> **Given text**:
John Seashoal Witcher (July 15, 1839 – July 8, 1906) was an American farmer, politician and soldier from Cabell County, West Virginia (then in Virginia), who helped found the new Union state during the American Civil War and served one term in Congress representing West Virginia's 3rd congressional district as a Republican. After losing his re-election, however, he resumed his federal and U.S. Army career. In addition to serving as lieutenant colonel and brevet colonel of the 3rd West Virginia Volunteer Cavalry, Witcher also served a member of the West Virginia House of Delegates and as the 3rd Secretary of State of West Virginia. On March 18, 1867, President Andrew Johnson nominated Witcher for appointment to the brevet grade of brigadier general, to rank from March 13, 1865; and the United States Senate confirmed the appointment on March 28, 1867.
He is sometimes confused with his first cousin, Confederate Col. Vincent A. "Clawhammer" Witcher, a lawyer who lived in nearby Wayne County and who commanded the 34th Virginia Cavalry Battalion.

> **Directive A**: Reproduce the Witcher passage word for word, starting with "John Seashoal Witcher" and going on through "March 28, 1867.".
The Witcher passage and the entries that follow it come from unrelated sources.

> **Supplied entries**:
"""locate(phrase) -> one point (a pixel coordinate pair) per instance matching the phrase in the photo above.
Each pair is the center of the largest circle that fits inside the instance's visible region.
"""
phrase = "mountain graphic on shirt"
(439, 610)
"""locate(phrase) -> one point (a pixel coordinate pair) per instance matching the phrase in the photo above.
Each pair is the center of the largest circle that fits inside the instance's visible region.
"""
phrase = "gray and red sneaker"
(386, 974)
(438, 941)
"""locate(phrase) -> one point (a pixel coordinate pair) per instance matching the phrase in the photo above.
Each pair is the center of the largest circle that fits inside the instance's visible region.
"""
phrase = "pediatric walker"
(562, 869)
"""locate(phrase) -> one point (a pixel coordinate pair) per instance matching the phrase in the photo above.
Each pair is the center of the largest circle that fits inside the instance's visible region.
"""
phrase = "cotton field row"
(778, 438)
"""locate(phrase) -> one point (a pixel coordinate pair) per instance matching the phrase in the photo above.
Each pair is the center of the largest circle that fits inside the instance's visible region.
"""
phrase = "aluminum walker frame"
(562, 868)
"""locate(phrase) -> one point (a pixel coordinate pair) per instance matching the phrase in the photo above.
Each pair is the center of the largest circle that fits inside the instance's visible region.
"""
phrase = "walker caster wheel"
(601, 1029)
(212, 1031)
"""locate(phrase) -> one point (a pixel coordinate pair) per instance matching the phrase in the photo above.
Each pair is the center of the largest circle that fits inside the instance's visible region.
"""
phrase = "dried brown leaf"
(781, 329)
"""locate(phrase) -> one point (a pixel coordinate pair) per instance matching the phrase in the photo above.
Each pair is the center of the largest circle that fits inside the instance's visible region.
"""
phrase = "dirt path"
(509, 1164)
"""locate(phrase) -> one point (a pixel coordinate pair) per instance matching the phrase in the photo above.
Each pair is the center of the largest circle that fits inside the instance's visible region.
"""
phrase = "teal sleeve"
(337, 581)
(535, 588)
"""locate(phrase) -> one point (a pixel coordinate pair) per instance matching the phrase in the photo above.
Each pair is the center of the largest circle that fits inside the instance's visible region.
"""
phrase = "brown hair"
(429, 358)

> **Directive B**: How many lines in the entries contain the string "brown"? Reply with the number alone.

> **Written response A**:
John Seashoal Witcher (July 15, 1839 – July 8, 1906) was an American farmer, politician and soldier from Cabell County, West Virginia (then in Virginia), who helped found the new Union state during the American Civil War and served one term in Congress representing West Virginia's 3rd congressional district as a Republican. After losing his re-election, however, he resumed his federal and U.S. Army career. In addition to serving as lieutenant colonel and brevet colonel of the 3rd West Virginia Volunteer Cavalry, Witcher also served a member of the West Virginia House of Delegates and as the 3rd Secretary of State of West Virginia. On March 18, 1867, President Andrew Johnson nominated Witcher for appointment to the brevet grade of brigadier general, to rank from March 13, 1865; and the United States Senate confirmed the appointment on March 28, 1867.

> **Written response B**: 2